WHAT THE TASK REQUIRES ::
Extract the full set of records, then give each one again exactly.

DATA PROVIDED ::
"""
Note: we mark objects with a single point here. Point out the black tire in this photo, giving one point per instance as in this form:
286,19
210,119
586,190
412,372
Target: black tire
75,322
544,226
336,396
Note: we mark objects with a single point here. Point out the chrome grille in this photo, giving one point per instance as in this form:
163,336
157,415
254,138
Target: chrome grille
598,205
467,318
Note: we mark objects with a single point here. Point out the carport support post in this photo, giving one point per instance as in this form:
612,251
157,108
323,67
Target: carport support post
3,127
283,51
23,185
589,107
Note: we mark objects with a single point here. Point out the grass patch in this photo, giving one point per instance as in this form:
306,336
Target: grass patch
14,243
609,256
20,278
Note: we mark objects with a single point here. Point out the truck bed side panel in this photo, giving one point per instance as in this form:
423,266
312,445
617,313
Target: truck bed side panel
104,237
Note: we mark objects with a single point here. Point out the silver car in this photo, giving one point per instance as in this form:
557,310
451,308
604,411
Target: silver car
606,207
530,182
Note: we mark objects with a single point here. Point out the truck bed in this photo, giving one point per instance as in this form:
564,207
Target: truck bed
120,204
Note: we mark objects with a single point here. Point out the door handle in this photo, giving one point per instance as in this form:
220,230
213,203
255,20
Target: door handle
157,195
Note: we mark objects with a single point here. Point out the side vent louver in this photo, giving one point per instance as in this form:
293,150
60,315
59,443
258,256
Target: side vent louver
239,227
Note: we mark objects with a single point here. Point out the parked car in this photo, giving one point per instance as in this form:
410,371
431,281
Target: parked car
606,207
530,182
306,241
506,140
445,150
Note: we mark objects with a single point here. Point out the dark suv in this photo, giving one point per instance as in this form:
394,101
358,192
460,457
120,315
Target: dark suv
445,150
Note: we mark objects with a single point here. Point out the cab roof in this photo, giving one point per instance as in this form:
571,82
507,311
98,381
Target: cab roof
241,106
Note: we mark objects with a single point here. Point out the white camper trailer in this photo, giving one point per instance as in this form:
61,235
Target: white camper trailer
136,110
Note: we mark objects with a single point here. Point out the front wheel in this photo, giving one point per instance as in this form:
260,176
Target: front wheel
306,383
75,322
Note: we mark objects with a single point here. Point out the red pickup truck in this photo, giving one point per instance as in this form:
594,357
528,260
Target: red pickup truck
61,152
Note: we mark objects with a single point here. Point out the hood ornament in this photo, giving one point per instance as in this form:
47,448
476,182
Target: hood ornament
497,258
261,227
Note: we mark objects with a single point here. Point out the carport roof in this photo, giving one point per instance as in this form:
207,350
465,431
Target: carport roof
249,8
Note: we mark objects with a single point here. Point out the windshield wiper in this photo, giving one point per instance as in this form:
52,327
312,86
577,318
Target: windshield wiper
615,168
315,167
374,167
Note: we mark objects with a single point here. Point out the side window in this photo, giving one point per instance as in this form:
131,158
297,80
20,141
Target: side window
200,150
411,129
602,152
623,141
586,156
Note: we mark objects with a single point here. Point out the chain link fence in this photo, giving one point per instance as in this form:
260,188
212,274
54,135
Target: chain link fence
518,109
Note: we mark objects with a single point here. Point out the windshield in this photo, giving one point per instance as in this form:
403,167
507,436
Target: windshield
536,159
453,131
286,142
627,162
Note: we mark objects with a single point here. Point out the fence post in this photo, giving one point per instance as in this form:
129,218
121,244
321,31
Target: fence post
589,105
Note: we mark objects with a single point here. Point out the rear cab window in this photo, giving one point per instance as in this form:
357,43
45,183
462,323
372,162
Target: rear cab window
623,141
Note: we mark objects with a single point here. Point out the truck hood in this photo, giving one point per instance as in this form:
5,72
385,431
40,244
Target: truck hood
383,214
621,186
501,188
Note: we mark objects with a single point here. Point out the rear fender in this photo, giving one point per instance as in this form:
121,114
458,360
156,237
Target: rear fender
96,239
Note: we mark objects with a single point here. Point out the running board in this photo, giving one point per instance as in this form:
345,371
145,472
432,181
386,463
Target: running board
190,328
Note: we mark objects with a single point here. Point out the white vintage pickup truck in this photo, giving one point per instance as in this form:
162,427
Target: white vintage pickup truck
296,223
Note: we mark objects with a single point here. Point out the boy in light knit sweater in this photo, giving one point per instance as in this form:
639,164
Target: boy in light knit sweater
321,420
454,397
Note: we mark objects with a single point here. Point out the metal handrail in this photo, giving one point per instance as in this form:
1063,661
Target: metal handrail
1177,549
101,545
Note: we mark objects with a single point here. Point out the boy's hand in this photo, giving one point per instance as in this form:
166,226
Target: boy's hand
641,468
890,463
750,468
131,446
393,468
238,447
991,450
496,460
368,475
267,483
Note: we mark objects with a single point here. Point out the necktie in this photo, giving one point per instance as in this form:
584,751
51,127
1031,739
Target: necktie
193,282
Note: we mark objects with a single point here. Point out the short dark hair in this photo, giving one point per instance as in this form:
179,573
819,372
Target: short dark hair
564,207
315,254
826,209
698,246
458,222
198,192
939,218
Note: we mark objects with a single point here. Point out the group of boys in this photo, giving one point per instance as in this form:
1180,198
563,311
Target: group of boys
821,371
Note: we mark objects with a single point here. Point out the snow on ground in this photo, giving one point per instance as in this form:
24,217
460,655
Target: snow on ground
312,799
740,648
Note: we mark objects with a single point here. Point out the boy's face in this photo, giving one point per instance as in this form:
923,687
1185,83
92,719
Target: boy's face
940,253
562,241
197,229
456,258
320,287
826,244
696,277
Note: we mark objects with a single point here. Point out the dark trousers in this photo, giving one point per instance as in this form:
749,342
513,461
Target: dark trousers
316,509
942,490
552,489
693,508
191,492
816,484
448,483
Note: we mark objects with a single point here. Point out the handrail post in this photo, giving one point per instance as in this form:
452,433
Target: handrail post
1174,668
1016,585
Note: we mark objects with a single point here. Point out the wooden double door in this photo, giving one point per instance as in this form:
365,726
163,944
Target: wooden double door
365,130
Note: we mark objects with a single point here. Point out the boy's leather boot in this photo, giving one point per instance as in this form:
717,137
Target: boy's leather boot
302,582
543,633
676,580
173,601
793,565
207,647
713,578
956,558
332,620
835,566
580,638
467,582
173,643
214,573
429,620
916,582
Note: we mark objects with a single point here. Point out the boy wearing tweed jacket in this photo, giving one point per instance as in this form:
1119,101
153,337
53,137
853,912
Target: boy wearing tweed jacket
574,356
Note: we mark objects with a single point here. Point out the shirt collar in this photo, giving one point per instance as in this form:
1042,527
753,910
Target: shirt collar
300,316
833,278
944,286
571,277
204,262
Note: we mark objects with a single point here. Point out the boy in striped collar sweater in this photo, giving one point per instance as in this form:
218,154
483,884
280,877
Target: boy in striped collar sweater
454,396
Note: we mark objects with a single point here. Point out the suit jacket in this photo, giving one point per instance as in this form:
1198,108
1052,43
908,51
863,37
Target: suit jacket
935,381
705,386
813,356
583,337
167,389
"""
REPLY TO THE EXERCISE ::
Note: we mark objects with a single point here. Point out the black tire in this photo, giving one point per instance as in this form:
286,19
210,119
586,190
412,372
Target: black tire
75,322
544,226
336,396
Note: we mark objects with a single point here. Point out the chrome grille in this photo, giving one point per instance as in this form:
163,336
157,415
254,138
Target: chrome grille
598,205
467,318
Note: we mark objects with a single point here. Point out the carport support post in this photo, giving one point per instance as in this form:
612,251
157,108
323,67
Target: carport support post
3,127
283,51
23,185
589,107
Note: we mark objects with a single point here. Point out the grass patch in this photo, giving one point per instance as in this form:
306,336
Target: grass patch
14,243
609,256
20,278
Note: we mark objects with a single point here. Point out the truck bed side panel in this photo, giving one point per instance as in this form:
423,266
312,445
617,313
Target: truck bed side panel
104,237
Note: we mark objects with a single point here. Point out the silver car in this photo, giving one point per instance as in this form:
557,310
451,308
604,411
Target: silver car
606,207
530,182
Note: we mark objects with a single point here. Point out the truck bed in this photo, giving one point per instance as in this form:
564,207
Target: truck bed
120,204
Note: we mark objects with a single point here. Point out the door handle in this photo, giving one point per instance as in this form:
220,230
213,203
255,20
Target: door handle
157,195
Note: we mark objects with a single point here. Point out the side vent louver in this photo, giving one point per instance as in this form:
293,150
60,315
59,443
258,256
Target: side vent louver
239,227
Note: we mark objects with a single point here. Point out the parked car in this photo, giving one point per instance as in this form:
410,371
431,281
Target: parked car
606,207
530,182
306,241
506,140
445,150
Note: we mark objects with a single point here. Point out the dark suv in this photo, giving one point per instance as in this form:
394,101
358,192
460,457
120,315
Target: dark suv
445,150
Note: we mark objects with a single point here. Point out the cab roof in this photo, giving one point per instance as in this form:
571,82
507,311
98,381
Target: cab roof
241,106
Note: we mark objects with a single point here. Point out the white camper trailer in this photo, giving one point per instance as in this form:
61,235
Target: white camper trailer
136,110
Note: we mark objects with a single point here. Point out the front wheel in this photo, giving one point per instance as in this form:
260,176
Target: front wheel
306,383
75,322
Note: we mark objects with a single point here. Point out the red pickup truck in this photo, giving one point per instance as in this form:
594,357
528,260
Target: red pickup truck
61,152
Note: we mark objects with a single point here. Point out the hood ornament in this photo, giving one point per instance as in this form:
47,448
476,182
Target: hood ornament
497,258
261,227
Note: we mark objects with a single point here. Point out the carport roof in this photo, giving one point per instance as in this form:
207,350
465,431
Target: carport roof
249,8
Note: we mark objects with a single point here. Point out the windshield wiper in this photo, giving one point per instance as in this form:
52,327
312,86
577,318
Target: windshield wiper
615,168
315,167
374,167
Note: we mark objects with a single point here. Point out the side window in this photo, giving one point per instance as in this form:
131,158
297,80
20,141
Target: side window
200,150
411,129
602,152
623,141
586,156
Note: we mark objects with a single point here. Point out the chain link fence in this photo, giving one point per instance as in this form:
260,188
212,274
54,135
Target: chain link fence
518,109
Note: we mark objects with a single point here. Point out the windshield in this photo, giving one point per instance as in this form:
403,167
507,436
Target: windshield
536,159
453,131
286,142
627,162
Note: we mark objects with a single point here. Point out the fence post in this photo, giving one point per instance as in this form:
129,218
121,244
321,31
Target: fence post
589,105
Note: we mark objects with a single point here. Point out the rear cab window in this photo, giving one point per instance as in this form:
357,43
45,183
462,323
372,162
Target: rear cab window
623,141
Note: we mark objects with a single point here. Point out the truck hood in this photo, giving one point per instance as in this form:
5,72
385,431
40,244
Target: truck hood
383,214
621,186
501,188
Note: we mark objects with a single point here. Point out the rear fender in this photo, giving one point per instance as in this form:
121,114
458,360
156,237
Target: rear fender
96,239
Note: we mark objects with a single point here. Point out the running board in this photo, giving one point per instance as in this form:
345,371
145,472
432,181
386,463
Target: running board
190,328
Note: we mark objects with a single point here. Point out the white vintage pickup truck in this photo, giving one point per instance as in this form:
162,427
Target: white vintage pickup truck
296,223
Note: we mark objects with a single point here. Point out the boy in light knit sweater in this photo, giving one point per instance as in this form:
639,164
Target: boy in light knit sweater
321,420
454,397
Note: we mark objects with a single point here. Point out the metal handrail in this photo, giving one point per instance as in this form:
1063,661
Target: metal handrail
1177,549
101,545
Note: we mark objects with a single point here. Point out the boy's hand in this photo, giving one point per instance as in this form:
166,226
Target: boy's hand
641,468
890,463
750,468
131,446
393,468
238,447
991,450
496,460
368,475
267,483
Note: we mark objects with a single point here. Point out the necktie in this photo, giving one point per instance as in this form:
584,751
51,127
1031,739
Target: necktie
193,282
Note: we mark objects with a single point here. Point out the short dark hair in this photo, giving one point per instance as in this form:
179,573
819,372
Target: short dark hair
564,207
315,254
826,209
698,246
458,222
198,192
939,218
Note: we mark objects with a single point here. Point out the group of boys in this photo, giving one point per instance as in this form:
1180,198
563,311
Target: group of boys
821,371
Note: we mark objects with a single point here. Point out the snow on ground in this photo, giving one point per instance as in this form:
24,217
460,655
Target: snow on ground
312,799
740,648
Note: we mark objects with a single point here. Point out the boy's face in this photo, giving one point per instance as in this form:
923,687
1185,83
92,719
Target: boy's face
940,253
562,241
197,229
456,258
320,287
826,244
696,277
Note: we mark objects with a single point here. Point out the dark trousers in this photo, giving one point per instance as in this form:
749,342
513,461
Target: dark trousers
316,509
942,490
552,489
693,508
191,492
816,484
448,483
Note: we mark objects with a single point here. Point out the handrail post in this photo, giving one point per instance as in this form:
452,433
Target: handrail post
1174,668
1016,585
Note: we mark objects with a single point here. Point out the wooden double door in this photo, giving one point per instance as in this form:
365,726
163,944
Target: wooden double door
365,130
Note: we mark objects with a single point here. Point out the boy's leather boot in this photo, giving one point per instance as in this form:
717,137
Target: boy's leather boot
302,582
543,633
676,580
173,601
793,565
207,647
713,578
956,558
332,620
835,566
580,638
467,582
173,643
214,573
429,620
916,582
Note: we mark objects with a single point here. Point out the boy wearing tweed jacket in this photo, giving one point per instance as in this form:
1119,101
153,337
53,137
853,912
Target: boy wearing tweed jacket
574,356
Note: we mark objects with a single point here. Point out the shirt collar in this photo, giving one point per instance as in this form:
1042,527
753,910
Target: shirt collar
300,316
833,278
944,286
571,277
204,262
Note: we mark objects with a single point here. Point out the boy in striped collar sweater in this photo, giving one point per instance as in this form:
218,154
483,884
280,877
Target: boy in striped collar sweater
454,396
Note: we mark objects with a single point here. Point out the suit jacket in this photo, giving one point per instance as in this form:
1198,108
1052,43
908,51
863,37
Target: suit jacket
935,381
705,386
813,356
583,337
167,389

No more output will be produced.